▶ WHAT TO DO
From the line containing "Locate every instance of the white front" through the last line of the entries below, repeat each line word for word and leave out the rest.
[start of DATASET ENTRIES]
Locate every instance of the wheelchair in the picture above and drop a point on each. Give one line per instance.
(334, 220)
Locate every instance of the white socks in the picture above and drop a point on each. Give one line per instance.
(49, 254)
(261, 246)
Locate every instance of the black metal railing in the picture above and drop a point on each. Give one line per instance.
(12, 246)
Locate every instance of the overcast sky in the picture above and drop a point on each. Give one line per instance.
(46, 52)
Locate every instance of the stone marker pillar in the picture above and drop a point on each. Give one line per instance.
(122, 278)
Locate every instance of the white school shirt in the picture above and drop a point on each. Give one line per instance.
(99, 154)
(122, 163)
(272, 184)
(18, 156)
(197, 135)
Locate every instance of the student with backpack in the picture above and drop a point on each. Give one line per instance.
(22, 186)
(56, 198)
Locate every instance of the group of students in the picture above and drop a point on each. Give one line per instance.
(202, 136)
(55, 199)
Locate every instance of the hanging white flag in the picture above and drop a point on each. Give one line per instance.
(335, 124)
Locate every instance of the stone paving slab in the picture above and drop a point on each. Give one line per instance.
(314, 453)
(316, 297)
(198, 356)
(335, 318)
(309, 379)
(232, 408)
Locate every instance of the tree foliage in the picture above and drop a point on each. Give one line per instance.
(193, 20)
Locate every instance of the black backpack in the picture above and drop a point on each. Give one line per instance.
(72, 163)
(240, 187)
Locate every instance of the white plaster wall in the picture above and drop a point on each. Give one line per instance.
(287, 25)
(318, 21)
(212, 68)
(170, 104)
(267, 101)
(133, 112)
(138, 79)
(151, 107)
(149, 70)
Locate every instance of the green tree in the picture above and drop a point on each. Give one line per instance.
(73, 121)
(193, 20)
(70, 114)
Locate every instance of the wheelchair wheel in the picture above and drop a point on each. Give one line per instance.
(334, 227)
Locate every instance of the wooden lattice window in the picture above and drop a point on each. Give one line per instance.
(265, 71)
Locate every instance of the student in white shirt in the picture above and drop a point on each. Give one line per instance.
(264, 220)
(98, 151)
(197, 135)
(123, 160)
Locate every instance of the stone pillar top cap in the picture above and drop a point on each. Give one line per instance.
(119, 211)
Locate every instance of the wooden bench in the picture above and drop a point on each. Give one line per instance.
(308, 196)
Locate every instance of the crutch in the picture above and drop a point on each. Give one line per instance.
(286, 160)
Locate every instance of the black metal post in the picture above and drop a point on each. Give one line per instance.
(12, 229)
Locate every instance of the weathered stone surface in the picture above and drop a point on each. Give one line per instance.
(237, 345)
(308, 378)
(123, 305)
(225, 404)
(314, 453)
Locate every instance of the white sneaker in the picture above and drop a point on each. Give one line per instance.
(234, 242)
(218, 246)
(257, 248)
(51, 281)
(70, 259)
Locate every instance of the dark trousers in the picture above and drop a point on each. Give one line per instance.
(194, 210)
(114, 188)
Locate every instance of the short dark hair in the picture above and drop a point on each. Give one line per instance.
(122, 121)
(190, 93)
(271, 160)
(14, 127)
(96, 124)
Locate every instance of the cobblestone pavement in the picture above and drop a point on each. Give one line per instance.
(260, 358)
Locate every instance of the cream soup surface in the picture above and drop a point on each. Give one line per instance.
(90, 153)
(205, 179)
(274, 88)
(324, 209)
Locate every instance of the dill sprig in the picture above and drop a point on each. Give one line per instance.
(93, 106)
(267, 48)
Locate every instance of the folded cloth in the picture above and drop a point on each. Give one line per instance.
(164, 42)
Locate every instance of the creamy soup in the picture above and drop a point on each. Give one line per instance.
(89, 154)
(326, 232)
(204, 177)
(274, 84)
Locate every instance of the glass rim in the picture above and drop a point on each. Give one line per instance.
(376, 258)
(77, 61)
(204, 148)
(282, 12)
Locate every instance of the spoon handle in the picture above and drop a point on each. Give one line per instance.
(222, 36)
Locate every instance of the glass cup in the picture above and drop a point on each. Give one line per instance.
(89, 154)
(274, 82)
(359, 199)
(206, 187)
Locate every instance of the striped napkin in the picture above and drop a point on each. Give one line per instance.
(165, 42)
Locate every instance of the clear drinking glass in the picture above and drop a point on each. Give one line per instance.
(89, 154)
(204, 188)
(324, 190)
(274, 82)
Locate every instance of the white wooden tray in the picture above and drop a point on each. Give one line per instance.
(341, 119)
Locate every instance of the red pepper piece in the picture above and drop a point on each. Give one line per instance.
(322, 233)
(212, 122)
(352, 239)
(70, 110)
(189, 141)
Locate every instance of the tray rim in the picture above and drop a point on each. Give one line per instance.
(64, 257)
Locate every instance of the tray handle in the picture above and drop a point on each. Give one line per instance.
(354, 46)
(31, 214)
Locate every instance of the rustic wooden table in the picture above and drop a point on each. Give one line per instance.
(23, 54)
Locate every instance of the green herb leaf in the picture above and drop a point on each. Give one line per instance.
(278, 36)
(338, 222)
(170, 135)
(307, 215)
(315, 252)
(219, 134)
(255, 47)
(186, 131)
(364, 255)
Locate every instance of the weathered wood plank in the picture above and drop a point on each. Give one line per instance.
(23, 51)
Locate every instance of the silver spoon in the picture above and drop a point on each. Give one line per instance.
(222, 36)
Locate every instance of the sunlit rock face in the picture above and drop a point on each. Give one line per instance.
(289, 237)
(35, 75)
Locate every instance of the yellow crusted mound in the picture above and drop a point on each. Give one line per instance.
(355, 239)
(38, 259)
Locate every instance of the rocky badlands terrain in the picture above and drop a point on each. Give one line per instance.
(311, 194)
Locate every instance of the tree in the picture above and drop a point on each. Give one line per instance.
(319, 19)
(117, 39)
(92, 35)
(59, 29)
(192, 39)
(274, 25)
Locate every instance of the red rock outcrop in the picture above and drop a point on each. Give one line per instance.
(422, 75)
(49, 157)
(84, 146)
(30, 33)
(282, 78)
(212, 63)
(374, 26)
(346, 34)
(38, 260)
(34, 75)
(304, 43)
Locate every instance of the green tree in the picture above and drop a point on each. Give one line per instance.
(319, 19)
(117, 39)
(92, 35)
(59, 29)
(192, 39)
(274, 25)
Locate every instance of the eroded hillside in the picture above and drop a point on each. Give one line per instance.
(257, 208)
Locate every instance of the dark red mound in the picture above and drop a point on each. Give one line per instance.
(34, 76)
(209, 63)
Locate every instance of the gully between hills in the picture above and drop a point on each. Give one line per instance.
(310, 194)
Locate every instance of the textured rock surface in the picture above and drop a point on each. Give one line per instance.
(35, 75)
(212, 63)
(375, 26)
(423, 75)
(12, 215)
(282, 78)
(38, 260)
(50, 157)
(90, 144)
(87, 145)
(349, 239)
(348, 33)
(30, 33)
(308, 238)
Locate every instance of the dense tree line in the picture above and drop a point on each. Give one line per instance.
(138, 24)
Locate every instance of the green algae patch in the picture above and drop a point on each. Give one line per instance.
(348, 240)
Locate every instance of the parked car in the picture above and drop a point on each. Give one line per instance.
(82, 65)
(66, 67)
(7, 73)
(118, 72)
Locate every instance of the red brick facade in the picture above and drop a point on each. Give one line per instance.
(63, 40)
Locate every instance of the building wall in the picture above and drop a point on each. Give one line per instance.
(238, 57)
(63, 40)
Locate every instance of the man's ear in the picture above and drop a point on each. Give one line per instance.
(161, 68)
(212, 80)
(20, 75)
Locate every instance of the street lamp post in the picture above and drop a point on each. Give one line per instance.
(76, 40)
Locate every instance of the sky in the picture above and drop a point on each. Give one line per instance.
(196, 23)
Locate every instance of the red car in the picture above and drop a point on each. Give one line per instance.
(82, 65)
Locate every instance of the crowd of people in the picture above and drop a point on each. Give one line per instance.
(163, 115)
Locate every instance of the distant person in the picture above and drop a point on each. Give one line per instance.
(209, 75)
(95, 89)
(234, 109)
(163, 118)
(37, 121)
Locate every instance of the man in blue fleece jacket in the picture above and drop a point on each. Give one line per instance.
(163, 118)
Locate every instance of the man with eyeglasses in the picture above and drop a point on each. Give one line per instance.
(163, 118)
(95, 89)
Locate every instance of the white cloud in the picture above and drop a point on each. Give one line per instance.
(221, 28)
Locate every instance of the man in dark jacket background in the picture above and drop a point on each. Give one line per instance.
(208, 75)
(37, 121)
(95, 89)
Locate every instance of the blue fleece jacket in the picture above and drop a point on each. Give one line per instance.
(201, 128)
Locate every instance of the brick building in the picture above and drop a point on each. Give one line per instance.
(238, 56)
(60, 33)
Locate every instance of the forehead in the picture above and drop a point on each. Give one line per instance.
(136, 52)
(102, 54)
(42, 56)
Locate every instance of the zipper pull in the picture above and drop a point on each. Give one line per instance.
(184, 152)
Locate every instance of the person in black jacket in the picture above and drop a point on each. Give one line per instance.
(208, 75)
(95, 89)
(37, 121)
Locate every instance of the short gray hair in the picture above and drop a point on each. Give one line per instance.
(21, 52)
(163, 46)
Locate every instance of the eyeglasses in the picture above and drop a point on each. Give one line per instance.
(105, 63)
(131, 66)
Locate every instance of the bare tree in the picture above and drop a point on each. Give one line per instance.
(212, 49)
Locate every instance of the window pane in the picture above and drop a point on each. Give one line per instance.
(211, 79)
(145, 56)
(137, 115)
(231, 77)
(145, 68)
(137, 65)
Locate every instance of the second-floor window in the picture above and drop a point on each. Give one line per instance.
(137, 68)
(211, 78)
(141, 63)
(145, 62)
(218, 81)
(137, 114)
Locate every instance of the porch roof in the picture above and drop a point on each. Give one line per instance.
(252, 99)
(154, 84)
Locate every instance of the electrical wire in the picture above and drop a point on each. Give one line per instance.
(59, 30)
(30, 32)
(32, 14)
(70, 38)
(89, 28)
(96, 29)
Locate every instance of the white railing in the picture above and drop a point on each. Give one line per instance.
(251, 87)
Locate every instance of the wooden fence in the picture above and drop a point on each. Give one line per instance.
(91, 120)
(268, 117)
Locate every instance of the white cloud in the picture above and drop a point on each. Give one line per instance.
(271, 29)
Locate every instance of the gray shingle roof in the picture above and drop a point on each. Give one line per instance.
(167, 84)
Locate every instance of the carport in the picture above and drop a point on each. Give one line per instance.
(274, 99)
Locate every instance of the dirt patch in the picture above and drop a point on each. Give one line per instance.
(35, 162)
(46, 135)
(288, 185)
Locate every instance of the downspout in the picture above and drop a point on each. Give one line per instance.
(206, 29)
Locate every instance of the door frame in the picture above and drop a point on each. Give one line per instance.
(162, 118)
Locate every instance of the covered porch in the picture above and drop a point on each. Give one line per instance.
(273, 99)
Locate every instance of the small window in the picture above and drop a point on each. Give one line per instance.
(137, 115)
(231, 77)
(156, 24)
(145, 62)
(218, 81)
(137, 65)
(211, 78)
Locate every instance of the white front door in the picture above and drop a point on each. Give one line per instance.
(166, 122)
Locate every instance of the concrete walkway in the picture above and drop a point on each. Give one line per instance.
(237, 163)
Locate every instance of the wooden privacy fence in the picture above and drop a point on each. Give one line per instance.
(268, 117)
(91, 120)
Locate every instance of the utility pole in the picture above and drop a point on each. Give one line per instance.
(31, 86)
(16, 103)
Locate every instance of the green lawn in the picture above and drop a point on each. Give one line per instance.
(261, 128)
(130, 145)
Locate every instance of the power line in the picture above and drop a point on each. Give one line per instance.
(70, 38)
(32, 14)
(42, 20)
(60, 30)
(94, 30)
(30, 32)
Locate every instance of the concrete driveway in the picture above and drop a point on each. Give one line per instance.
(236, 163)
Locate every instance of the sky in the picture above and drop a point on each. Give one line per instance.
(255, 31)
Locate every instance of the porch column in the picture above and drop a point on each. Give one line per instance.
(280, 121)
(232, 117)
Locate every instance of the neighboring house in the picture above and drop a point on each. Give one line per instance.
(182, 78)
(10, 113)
[end of DATASET ENTRIES]
▶ TASK RESPONSE
Locate every instance of the white front door in the picture above and drop a point on each. Give one line per instance.
(166, 122)
Locate every instance of the concrete walkway in the picture above and drop a point on each. Give one line per instance.
(237, 163)
Locate every instance of the wooden privacy fence in the picture above and drop a point on each. Give one line per instance.
(268, 117)
(91, 120)
Locate every instance of the utility pole in the picture above and drop a point on each. Give one line per instance.
(31, 86)
(16, 103)
Locate every instance of the green lawn in the picture above and drop a point on each. Give one line per instance.
(261, 128)
(130, 145)
Locate every instance of the power line in the picture above and drop a point on each. Give one line per instance.
(70, 38)
(32, 14)
(42, 20)
(60, 30)
(94, 30)
(30, 32)
Locate every instance of the concrete driveway in the picture above and drop a point on each. Give one line per instance.
(236, 163)
Locate every instance of the sky in the picture above and drop a point on each. Give one line per instance.
(255, 31)
Locate every instance of the porch column in the picture above and drop a point on each. Give one line per instance.
(280, 121)
(232, 117)
Locate every instance of the neighboring house in the picture above and drop a point on each. Give one line per instance.
(182, 78)
(10, 113)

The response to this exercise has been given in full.